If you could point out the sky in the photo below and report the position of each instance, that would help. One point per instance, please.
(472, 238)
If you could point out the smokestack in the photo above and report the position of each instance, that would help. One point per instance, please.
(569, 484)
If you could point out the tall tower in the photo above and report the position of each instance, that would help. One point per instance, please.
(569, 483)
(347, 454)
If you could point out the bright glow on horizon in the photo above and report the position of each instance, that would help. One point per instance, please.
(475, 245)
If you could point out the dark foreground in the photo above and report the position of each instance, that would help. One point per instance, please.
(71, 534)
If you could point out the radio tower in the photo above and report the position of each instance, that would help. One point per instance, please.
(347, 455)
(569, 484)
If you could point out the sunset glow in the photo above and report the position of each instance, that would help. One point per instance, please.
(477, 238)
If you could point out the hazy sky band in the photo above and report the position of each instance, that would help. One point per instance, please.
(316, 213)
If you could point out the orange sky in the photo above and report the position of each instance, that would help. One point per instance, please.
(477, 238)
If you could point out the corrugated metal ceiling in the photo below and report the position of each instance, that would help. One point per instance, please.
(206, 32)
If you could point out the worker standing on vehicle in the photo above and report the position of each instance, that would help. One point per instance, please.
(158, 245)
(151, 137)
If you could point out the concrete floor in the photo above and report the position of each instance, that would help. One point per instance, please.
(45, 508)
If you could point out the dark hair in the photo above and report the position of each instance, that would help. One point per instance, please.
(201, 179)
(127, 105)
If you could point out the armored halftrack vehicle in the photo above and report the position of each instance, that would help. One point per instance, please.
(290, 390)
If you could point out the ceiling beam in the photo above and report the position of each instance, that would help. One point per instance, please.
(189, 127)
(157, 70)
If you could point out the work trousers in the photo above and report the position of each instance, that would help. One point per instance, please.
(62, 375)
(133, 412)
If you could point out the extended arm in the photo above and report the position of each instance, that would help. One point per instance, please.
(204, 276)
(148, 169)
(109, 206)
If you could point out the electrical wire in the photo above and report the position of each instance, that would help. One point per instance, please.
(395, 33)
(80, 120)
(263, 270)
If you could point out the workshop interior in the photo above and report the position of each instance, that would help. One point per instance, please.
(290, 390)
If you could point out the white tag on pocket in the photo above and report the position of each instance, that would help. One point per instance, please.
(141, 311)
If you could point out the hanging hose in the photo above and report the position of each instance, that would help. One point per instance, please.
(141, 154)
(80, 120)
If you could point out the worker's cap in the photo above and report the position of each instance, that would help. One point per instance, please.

_ _ _ _ _ _ _

● Problem description:
Print the stretch of the listing above from the line containing "If you could point out the white" through the listing's last line. Reproduce every line unchanged.

● Exercise result:
If you could point out the white tag on pocket in the photo above and report the position of each instance, that would help. One point per instance, please.
(141, 311)
If you could point out the hanging hose in the photo above and report the position of each instance, that would help. One point per instance, please.
(141, 154)
(80, 120)
If you could point out the worker's cap in the photo above and report the position of each instance, that would help. One point per instance, please.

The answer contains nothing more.